Work item:
Each entry below must be written out exactly, with pictures left out.

Records for processing:
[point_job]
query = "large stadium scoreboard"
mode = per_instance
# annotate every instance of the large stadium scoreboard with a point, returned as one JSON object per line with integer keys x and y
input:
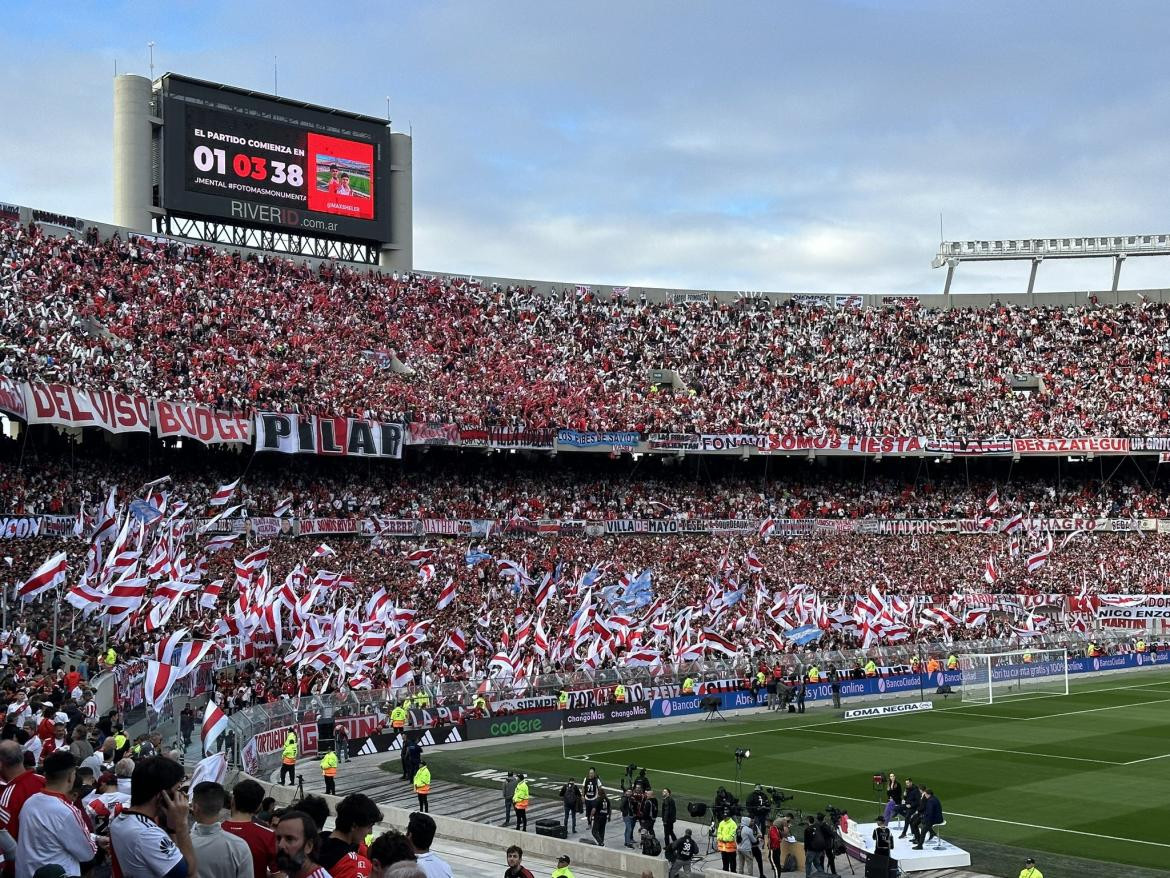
{"x": 242, "y": 157}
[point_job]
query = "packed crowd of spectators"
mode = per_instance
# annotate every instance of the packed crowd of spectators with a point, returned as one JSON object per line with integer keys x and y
{"x": 502, "y": 487}
{"x": 197, "y": 323}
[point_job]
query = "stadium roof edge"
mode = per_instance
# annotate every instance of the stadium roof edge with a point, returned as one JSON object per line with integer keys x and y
{"x": 930, "y": 300}
{"x": 160, "y": 82}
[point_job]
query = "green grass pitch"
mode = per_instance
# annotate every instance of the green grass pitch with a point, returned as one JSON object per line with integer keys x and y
{"x": 1067, "y": 779}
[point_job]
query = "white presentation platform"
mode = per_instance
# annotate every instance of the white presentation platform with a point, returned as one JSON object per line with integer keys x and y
{"x": 934, "y": 854}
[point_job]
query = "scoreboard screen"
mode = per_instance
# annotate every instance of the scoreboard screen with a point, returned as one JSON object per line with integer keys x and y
{"x": 260, "y": 160}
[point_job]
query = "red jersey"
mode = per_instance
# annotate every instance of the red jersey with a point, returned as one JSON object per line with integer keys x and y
{"x": 352, "y": 865}
{"x": 261, "y": 842}
{"x": 13, "y": 797}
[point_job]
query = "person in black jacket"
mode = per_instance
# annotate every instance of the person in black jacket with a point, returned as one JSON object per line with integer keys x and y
{"x": 931, "y": 815}
{"x": 814, "y": 845}
{"x": 600, "y": 816}
{"x": 669, "y": 813}
{"x": 571, "y": 798}
{"x": 648, "y": 811}
{"x": 828, "y": 837}
{"x": 910, "y": 801}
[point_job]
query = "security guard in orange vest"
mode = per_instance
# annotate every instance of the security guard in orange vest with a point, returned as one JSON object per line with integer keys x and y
{"x": 422, "y": 786}
{"x": 329, "y": 772}
{"x": 288, "y": 759}
{"x": 724, "y": 838}
{"x": 520, "y": 802}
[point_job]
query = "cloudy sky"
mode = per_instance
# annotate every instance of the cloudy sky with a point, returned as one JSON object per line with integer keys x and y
{"x": 720, "y": 145}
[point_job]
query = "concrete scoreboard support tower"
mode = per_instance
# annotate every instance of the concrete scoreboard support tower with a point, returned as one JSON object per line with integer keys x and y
{"x": 226, "y": 165}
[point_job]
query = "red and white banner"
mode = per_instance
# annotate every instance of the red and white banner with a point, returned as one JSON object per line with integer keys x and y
{"x": 205, "y": 425}
{"x": 419, "y": 433}
{"x": 1136, "y": 608}
{"x": 74, "y": 407}
{"x": 1084, "y": 445}
{"x": 12, "y": 398}
{"x": 338, "y": 437}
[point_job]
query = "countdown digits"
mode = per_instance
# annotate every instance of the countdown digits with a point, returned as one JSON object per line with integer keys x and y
{"x": 246, "y": 166}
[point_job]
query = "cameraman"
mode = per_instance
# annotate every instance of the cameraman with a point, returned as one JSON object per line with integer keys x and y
{"x": 669, "y": 814}
{"x": 723, "y": 801}
{"x": 758, "y": 808}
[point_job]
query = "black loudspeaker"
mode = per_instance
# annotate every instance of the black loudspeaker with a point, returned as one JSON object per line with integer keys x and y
{"x": 881, "y": 866}
{"x": 327, "y": 735}
{"x": 551, "y": 828}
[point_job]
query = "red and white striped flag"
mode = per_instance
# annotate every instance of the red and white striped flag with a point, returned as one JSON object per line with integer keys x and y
{"x": 419, "y": 556}
{"x": 167, "y": 644}
{"x": 214, "y": 725}
{"x": 224, "y": 493}
{"x": 1013, "y": 523}
{"x": 456, "y": 640}
{"x": 47, "y": 576}
{"x": 447, "y": 595}
{"x": 991, "y": 570}
{"x": 403, "y": 676}
{"x": 160, "y": 679}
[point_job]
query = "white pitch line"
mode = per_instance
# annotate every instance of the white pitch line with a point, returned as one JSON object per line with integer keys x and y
{"x": 971, "y": 747}
{"x": 839, "y": 722}
{"x": 1148, "y": 759}
{"x": 1096, "y": 710}
{"x": 945, "y": 814}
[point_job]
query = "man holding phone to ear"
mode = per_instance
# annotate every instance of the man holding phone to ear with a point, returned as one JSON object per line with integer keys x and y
{"x": 151, "y": 837}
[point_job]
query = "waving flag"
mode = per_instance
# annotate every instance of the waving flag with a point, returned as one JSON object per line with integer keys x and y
{"x": 224, "y": 493}
{"x": 226, "y": 514}
{"x": 447, "y": 595}
{"x": 991, "y": 570}
{"x": 456, "y": 640}
{"x": 169, "y": 643}
{"x": 47, "y": 576}
{"x": 160, "y": 679}
{"x": 403, "y": 674}
{"x": 420, "y": 556}
{"x": 214, "y": 725}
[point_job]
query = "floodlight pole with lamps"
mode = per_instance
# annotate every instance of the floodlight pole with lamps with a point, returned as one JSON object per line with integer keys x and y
{"x": 740, "y": 756}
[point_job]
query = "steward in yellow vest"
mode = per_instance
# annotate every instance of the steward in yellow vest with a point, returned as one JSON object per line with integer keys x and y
{"x": 422, "y": 786}
{"x": 329, "y": 772}
{"x": 288, "y": 759}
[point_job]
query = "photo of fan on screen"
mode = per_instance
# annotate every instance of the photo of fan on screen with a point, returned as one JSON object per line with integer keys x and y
{"x": 339, "y": 177}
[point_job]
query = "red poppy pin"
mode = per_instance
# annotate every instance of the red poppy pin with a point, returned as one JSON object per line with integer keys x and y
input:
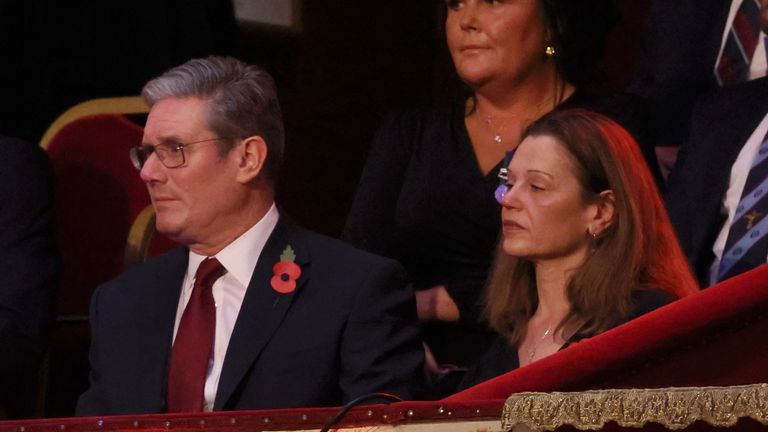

Task result:
[point_job]
query = "large stadium scoreboard"
mode = per_instance
# annotate every instance of the large stadium scoreboard with a point, returned as one JSON object per line with integer keys x and y
input:
{"x": 242, "y": 157}
[point_job]
query = "packed crowd of spectators"
mode = per_instance
# annotate every instance of the packed crowd of spectators with a point, returned as one JSON object per line with integer keys x and y
{"x": 502, "y": 487}
{"x": 197, "y": 323}
[point_job]
query = "stadium roof edge"
mode = per_instance
# annotate every instance of the stadium roof edge with a point, returned as one JSON object per line with integer keys x and y
{"x": 930, "y": 300}
{"x": 160, "y": 82}
[point_job]
query = "green grass pitch"
mode = per_instance
# annotate every instance of the green grass pitch with a point, returned as one JSON object per line with integer keys x and y
{"x": 1067, "y": 779}
[point_job]
query = "white presentation platform"
mode = per_instance
# annotate every instance of the white presentation platform with a point, returned as one JSON object per line with integer keys x and y
{"x": 934, "y": 854}
[point_job]
query = "scoreboard screen"
mode = per_instance
# annotate every instance of the scoreboard screen with a point, returned as one JSON object per line with integer keys x and y
{"x": 260, "y": 160}
[point_job]
query = "red jersey"
mode = per_instance
# annotate every instance of the red jersey with a point, returned as one JSON object per line with integer keys x and y
{"x": 352, "y": 865}
{"x": 261, "y": 842}
{"x": 13, "y": 797}
[point_job]
query = "person in black jacket"
mode = per_instance
# annotate every instance of the person in black jacket with a point, returned as one JSON object per line with integer keys x and y
{"x": 931, "y": 815}
{"x": 814, "y": 845}
{"x": 600, "y": 816}
{"x": 669, "y": 813}
{"x": 571, "y": 798}
{"x": 648, "y": 811}
{"x": 828, "y": 837}
{"x": 910, "y": 801}
[point_job]
query = "security guard in orange vest"
mode = per_instance
# annotate every instance of the security guard in orange vest with a point, returned as one JSON object per line with integer keys x and y
{"x": 422, "y": 786}
{"x": 329, "y": 772}
{"x": 288, "y": 759}
{"x": 724, "y": 838}
{"x": 520, "y": 802}
[point_job]
query = "cloudy sky"
mode = per_instance
# annotate every instance of the cloudy sky with a point, returned as one JSON object per line with integer keys x and y
{"x": 720, "y": 145}
[point_job]
query = "concrete scoreboard support tower"
mode = per_instance
# annotate every instance of the concrete scoreboard support tower with a point, returned as one JSON object per line with integer keys x and y
{"x": 226, "y": 165}
[point_job]
query = "red and white banner"
mode = per_instance
# annotate every instance of the red and white banner with a point, returned as one JSON object per line with integer keys x and y
{"x": 205, "y": 425}
{"x": 419, "y": 433}
{"x": 1136, "y": 608}
{"x": 74, "y": 407}
{"x": 1084, "y": 445}
{"x": 12, "y": 398}
{"x": 338, "y": 437}
[point_job]
query = "countdown digits"
mode = per_instance
# annotate every instance of the countdown digits with a point, returned as one JSON object per line with integer keys x and y
{"x": 246, "y": 166}
[point_job]
query = "cameraman"
mode = per_instance
# annotate every instance of the cameraman with a point, returned as one JSON object per line with integer keys x and y
{"x": 669, "y": 814}
{"x": 723, "y": 801}
{"x": 758, "y": 808}
[point_job]
query = "black loudspeaker"
mode = per_instance
# annotate every instance of the black loudspeaker with a point, returned as one JSON object per line with integer keys x and y
{"x": 881, "y": 866}
{"x": 327, "y": 735}
{"x": 551, "y": 828}
[point_job]
query = "red and white striped flag"
mode = per_instance
# annotate every instance of the red and white striped flag with a point, returned as one JSON object per line with integer keys x and y
{"x": 419, "y": 556}
{"x": 167, "y": 644}
{"x": 214, "y": 725}
{"x": 224, "y": 493}
{"x": 1013, "y": 523}
{"x": 456, "y": 640}
{"x": 47, "y": 576}
{"x": 447, "y": 595}
{"x": 991, "y": 570}
{"x": 403, "y": 676}
{"x": 160, "y": 679}
[point_job]
query = "white pitch line"
mode = per_instance
# annotate every instance of the white pitch line with a point, returned as one JSON object per line with integer keys x and y
{"x": 971, "y": 747}
{"x": 839, "y": 722}
{"x": 1148, "y": 759}
{"x": 1096, "y": 710}
{"x": 945, "y": 814}
[point_job]
query = "man holding phone to ear"
mode = per_instance
# annotate every instance of the man holding phone to ear with a point, returned as one JSON object per line with integer keys x and y
{"x": 151, "y": 837}
[point_job]
query = "waving flag"
mode = per_instance
# annotate every instance of the waving flag with a point, returned as one JSON object per line with integer keys x and y
{"x": 224, "y": 493}
{"x": 226, "y": 514}
{"x": 447, "y": 595}
{"x": 991, "y": 570}
{"x": 456, "y": 640}
{"x": 169, "y": 643}
{"x": 47, "y": 576}
{"x": 160, "y": 679}
{"x": 403, "y": 674}
{"x": 420, "y": 556}
{"x": 214, "y": 725}
[point_job]
query = "floodlight pole with lamps"
mode = per_instance
# annotate every instance of the floodlight pole with lamps with a point, returned as one JSON object per line with integer keys x and y
{"x": 740, "y": 756}
[point_job]
query = "steward in yellow vest"
mode = per_instance
# annotate every instance of the steward in yellow vest with a point, returned as one JSON object per line with integer keys x and y
{"x": 422, "y": 786}
{"x": 329, "y": 772}
{"x": 288, "y": 759}
[point_job]
query = "photo of fan on screen"
mode = per_instance
# annotate every instance of the photo of fan on screen with a point, returned as one JSON object per line with integer keys x and y
{"x": 339, "y": 177}
[point_job]
query = "red poppy pin"
mode = per_instance
# annotate every instance of the red poppy pin with a point, returned as one JSON object per line with integer keys x and y
input:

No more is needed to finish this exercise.